練習課題.
A) 読解文の筆者は、阿部君をどんな呼び名で呼んでいますか。
B) 読解文の「当時のブランメルはあまり質のいいサッカーはしていなかった。」から「うなくらい苛めまくっていた。」までの部分を、「ブランメル」を「ベガルタ」に言い換えて書き直してください。
C) 読解文の内容を二文で要約してください。

*** 読解文

最高に見やすいし、音が独特にこもっていい感じで響く。
例えて言えば甲子園球場だ。
そして、最高のスタジアムでは、多少レベルが低かろうとも、そのサッカーは見るものに独特なフェロモンを発するのだ。

 だって、そうだろう? 
どんなに近鉄がいい野球をしようと、阪神がだらしなかろうと、一度甲子園に行ってごらん。
大阪のチームはタイガースなんだって感じるはずだ。
普通の感性を持っていたらだけど。

 当時のブランメルはあまり質のいいサッカーはしていなかった。
でも、仙台スタジアムでは強烈なアウェイの雰囲気と供に、魅力的な試合を見せてくれた。

 強烈だったのは98年の川崎戦。
この試合の阿部君のキレは尋常ではなかった。
彼はこの地に君臨する天皇のようだった。
鳥栖の地で遂にブレイクし、それ以来一目置いた存在であったが、
この日以来は、私は彼のことを阿部天皇と呼んでいる。
そしてその阿部天皇からのクロスに疾風の如く飛び込んだ平。美し過ぎる先制点が入った。

 試合は当時いよいよ機能し始めたツゥットが山路を可愛そうなくらい苛めまくっていた。
試合は川崎が逆転勝ちしたが、川崎はたまたまその一年でも最高のできだったのだ。
不運だったとしかいいようがない。

 試合後、川崎から来ていたと思われる観客が
「苦しい時はいつも仙台が助けてくれるねぇ」という馬鹿な会話を交わしていた。
私は彼らを心の底から哀れに思った。

******
*** 保存データ

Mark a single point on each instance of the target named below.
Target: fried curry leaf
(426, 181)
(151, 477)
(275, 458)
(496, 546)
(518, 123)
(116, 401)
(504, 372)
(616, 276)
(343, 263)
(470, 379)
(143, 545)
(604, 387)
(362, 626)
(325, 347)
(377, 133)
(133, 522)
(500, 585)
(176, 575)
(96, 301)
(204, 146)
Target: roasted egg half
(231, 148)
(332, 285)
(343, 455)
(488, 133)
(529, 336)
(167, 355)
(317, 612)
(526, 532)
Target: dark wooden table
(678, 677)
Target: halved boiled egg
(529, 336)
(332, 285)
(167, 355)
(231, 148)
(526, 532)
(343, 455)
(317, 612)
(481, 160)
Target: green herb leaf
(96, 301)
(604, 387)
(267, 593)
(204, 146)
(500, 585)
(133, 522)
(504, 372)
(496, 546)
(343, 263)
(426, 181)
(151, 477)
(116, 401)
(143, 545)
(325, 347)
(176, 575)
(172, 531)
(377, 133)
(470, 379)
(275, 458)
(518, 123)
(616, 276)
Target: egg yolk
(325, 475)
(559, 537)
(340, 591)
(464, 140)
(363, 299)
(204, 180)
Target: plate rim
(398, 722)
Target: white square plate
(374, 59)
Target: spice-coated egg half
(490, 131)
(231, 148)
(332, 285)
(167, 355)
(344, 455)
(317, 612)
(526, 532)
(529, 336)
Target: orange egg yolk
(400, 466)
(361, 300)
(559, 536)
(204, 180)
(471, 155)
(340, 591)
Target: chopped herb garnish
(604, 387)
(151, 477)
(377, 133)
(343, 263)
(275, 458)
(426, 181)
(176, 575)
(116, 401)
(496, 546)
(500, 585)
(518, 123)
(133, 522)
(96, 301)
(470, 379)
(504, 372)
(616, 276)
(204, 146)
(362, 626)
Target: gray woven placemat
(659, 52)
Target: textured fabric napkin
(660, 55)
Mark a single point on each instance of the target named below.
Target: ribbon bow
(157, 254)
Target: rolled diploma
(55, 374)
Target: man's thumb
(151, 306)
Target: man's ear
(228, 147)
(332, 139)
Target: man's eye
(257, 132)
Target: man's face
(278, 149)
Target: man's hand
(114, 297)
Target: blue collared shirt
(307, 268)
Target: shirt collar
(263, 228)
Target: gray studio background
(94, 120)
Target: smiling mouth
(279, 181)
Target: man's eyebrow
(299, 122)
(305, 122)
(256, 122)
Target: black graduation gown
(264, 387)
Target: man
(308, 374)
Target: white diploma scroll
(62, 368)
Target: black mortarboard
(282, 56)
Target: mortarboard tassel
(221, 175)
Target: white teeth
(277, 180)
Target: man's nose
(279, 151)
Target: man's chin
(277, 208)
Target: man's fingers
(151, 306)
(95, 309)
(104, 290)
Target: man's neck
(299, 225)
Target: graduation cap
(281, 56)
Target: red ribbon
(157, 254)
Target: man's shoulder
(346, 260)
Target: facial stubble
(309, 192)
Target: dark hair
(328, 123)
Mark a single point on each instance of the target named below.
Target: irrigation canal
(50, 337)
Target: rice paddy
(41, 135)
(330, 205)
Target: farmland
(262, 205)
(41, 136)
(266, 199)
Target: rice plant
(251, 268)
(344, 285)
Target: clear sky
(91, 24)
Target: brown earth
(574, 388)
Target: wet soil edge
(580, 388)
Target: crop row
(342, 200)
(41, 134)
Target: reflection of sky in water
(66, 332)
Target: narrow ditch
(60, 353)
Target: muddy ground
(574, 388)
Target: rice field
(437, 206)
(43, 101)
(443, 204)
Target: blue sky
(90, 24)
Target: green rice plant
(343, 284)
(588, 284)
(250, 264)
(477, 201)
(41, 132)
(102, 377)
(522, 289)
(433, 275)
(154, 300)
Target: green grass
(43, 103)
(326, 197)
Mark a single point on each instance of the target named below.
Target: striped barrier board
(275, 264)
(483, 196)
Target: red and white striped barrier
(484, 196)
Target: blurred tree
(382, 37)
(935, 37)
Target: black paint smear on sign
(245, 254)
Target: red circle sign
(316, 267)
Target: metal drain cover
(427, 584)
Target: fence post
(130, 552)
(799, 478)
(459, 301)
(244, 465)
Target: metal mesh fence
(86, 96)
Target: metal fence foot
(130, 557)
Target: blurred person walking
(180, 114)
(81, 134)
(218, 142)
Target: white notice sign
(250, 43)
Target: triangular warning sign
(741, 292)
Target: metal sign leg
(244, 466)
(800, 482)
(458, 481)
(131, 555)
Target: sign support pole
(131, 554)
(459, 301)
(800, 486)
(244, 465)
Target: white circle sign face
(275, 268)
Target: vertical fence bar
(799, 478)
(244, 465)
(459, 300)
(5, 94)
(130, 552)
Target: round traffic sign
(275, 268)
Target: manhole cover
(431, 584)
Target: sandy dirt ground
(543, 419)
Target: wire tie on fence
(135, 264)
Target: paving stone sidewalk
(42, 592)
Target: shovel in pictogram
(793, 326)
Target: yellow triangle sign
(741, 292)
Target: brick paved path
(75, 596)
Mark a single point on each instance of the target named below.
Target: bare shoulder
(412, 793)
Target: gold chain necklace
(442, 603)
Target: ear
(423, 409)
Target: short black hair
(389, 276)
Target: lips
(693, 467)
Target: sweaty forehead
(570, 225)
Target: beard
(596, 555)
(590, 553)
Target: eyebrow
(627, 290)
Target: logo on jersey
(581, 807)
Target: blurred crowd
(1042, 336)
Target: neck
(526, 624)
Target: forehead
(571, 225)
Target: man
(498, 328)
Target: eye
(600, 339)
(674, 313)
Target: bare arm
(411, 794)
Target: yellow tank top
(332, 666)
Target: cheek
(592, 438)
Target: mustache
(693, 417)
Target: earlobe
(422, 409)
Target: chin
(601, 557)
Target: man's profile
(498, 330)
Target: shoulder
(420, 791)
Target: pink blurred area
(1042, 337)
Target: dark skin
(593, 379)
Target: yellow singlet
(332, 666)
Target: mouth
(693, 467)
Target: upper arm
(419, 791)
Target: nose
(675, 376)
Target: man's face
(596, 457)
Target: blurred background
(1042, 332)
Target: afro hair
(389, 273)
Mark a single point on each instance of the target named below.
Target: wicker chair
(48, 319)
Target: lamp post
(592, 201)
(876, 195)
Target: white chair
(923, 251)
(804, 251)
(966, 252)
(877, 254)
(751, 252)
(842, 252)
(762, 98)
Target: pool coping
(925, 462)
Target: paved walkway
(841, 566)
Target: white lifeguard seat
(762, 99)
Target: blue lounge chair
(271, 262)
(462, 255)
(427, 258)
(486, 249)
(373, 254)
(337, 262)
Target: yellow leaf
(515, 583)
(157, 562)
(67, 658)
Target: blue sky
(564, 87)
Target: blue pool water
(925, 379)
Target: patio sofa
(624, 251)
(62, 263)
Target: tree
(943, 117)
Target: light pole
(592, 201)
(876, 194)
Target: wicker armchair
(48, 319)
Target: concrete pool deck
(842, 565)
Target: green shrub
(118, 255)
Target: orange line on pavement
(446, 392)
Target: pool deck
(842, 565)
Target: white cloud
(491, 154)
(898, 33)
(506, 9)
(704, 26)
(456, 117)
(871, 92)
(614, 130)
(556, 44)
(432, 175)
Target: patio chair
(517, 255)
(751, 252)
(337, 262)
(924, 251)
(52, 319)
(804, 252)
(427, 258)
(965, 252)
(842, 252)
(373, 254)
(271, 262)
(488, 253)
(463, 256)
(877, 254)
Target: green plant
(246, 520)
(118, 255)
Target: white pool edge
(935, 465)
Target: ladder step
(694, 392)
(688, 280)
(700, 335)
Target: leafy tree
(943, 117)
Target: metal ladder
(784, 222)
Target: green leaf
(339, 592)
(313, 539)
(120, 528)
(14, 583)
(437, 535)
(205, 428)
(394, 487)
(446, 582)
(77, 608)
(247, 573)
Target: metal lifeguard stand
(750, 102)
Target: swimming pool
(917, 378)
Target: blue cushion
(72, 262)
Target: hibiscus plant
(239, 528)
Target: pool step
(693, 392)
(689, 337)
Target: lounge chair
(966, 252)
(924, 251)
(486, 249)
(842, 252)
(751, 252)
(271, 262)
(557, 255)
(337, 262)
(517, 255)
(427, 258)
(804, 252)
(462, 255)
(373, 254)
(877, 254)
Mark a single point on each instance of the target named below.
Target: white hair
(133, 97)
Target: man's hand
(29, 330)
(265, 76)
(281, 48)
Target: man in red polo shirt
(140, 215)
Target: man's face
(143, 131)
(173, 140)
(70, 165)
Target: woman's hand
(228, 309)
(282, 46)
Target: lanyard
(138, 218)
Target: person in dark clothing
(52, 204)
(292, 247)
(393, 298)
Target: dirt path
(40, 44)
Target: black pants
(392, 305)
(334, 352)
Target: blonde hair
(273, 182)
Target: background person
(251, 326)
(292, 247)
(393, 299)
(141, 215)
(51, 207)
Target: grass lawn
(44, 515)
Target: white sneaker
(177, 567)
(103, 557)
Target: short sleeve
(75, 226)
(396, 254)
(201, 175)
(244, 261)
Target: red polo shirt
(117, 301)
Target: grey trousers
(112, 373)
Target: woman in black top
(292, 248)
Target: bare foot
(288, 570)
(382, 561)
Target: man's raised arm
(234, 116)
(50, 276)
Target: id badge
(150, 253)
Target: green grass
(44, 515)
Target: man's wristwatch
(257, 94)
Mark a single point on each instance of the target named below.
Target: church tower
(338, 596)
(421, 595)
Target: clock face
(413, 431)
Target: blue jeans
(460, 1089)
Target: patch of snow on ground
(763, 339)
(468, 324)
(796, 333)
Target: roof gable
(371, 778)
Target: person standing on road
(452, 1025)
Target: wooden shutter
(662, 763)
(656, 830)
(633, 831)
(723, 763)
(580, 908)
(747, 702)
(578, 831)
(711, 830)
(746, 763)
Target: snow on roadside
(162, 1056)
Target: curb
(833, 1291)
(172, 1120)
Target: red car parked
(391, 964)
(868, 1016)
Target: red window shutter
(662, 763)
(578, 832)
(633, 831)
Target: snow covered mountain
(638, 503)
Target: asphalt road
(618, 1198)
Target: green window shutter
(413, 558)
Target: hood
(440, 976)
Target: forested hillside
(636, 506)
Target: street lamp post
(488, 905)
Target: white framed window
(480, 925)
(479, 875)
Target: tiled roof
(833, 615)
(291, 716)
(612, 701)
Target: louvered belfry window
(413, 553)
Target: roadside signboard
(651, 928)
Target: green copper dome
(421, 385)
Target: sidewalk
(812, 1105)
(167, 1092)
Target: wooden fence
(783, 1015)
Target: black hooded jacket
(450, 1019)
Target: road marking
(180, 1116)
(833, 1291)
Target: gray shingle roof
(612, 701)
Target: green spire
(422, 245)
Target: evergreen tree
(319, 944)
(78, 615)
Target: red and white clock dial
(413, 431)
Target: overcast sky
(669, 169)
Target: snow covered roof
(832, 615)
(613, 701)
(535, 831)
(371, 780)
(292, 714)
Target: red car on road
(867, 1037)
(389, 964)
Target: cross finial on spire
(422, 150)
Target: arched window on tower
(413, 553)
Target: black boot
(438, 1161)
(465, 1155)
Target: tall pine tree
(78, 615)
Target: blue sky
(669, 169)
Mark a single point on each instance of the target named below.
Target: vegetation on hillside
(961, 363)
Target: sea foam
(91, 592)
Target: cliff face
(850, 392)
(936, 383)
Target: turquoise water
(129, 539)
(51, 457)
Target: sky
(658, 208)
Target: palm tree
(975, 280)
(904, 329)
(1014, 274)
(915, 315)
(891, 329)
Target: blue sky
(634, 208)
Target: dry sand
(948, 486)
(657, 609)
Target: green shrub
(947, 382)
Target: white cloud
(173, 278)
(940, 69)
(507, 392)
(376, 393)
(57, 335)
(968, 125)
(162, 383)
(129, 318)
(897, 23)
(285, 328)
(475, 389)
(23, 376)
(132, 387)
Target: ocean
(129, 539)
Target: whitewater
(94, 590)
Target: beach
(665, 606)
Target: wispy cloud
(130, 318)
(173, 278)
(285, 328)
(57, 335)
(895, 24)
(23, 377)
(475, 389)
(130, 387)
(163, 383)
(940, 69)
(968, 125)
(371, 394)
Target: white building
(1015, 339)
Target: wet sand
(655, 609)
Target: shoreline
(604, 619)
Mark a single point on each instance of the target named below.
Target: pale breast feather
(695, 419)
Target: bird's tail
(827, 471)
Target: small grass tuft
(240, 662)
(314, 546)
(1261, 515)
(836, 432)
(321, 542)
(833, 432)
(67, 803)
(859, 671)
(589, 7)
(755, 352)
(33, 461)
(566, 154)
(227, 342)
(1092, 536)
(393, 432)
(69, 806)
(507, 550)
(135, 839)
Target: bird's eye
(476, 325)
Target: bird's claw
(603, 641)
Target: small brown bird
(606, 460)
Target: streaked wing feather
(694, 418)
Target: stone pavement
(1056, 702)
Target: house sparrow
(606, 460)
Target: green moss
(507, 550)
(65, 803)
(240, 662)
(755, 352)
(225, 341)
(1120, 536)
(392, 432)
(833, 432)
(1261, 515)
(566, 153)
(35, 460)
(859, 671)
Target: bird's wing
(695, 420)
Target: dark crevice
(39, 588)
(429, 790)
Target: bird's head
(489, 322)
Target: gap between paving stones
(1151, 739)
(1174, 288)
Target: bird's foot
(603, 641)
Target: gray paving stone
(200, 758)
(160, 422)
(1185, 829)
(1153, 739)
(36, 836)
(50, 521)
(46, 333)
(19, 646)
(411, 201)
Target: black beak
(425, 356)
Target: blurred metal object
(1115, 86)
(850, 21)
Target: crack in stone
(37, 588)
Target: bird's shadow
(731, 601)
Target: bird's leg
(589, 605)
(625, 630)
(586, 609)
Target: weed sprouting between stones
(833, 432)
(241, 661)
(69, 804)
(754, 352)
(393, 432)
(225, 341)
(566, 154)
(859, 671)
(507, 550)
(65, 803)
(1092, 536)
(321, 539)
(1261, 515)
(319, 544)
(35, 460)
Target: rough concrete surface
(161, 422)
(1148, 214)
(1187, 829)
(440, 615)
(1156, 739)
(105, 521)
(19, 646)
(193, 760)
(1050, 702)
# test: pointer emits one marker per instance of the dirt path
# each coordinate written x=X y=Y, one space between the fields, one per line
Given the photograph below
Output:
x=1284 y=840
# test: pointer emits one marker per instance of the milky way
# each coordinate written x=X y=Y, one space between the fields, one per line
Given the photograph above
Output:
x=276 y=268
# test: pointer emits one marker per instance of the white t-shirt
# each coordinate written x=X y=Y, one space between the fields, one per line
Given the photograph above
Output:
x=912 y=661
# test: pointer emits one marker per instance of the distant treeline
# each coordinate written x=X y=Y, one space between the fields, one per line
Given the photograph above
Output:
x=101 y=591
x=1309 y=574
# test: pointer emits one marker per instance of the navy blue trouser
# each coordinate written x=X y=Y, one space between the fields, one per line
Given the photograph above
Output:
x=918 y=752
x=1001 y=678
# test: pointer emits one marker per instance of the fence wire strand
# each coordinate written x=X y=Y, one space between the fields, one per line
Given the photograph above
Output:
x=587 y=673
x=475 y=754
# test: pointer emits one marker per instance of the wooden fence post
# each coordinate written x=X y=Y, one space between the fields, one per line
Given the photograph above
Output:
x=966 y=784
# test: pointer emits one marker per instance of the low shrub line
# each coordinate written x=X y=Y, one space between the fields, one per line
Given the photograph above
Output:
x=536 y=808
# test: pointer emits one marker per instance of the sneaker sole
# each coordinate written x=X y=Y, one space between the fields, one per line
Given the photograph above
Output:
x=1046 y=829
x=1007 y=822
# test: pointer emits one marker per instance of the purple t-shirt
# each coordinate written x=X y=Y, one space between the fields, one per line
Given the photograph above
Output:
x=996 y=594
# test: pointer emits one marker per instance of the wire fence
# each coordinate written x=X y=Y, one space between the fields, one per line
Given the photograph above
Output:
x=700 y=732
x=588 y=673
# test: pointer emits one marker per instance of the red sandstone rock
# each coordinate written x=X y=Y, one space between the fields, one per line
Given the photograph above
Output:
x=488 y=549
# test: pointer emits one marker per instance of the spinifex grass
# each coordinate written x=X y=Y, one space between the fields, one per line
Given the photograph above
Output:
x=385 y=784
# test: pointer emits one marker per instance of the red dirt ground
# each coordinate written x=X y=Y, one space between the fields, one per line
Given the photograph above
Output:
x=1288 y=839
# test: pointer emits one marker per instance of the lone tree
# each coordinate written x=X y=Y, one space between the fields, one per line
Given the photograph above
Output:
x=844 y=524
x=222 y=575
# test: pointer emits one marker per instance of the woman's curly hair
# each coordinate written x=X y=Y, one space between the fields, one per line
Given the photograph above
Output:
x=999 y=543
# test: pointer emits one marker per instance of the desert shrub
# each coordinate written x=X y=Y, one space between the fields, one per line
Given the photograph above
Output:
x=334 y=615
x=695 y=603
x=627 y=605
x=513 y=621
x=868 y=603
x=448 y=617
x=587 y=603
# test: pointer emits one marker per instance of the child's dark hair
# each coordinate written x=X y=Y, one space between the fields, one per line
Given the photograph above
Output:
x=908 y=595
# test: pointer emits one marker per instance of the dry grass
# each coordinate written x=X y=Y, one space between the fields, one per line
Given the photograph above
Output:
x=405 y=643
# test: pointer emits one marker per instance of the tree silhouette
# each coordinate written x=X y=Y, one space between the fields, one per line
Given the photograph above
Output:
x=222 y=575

******

解答.
A) 阿部天皇

B)
当時のベガルタはあまり質のいいサッカーはしていなかった。
でも、仙台スタジアムでは強烈なアウェイの雰囲気と供に、魅力的な試合を見せてくれた。

 強烈だったのは98年の川崎戦。
この試合の阿部君のキレは尋常ではなかった。
彼はこの地に君臨する天皇のようだった。
鳥栖の地で遂にブレイクし、それ以来一目置いた存在であったが、
この日以来は、私は彼のことを阿部天皇と呼んでいる。
そしてその阿部天皇からのクロスに疾風の如く飛び込んだ平。美し過ぎる先制点が入った。

 試合は当時いよいよ機能し始めたツゥットが山路を可愛そうなくらい苛めまくっていた。

C) 当時のブランメルは質のいいサッカーをしていなかったが、仙台スタジアムでは強烈なアウェイの雰囲気とともに魅力的な試合を見せてくれた。98年の川崎戦では阿部君のクロスに平が飛び込んで先制点を挙げたが、試合は川崎の逆転勝ちに終わった。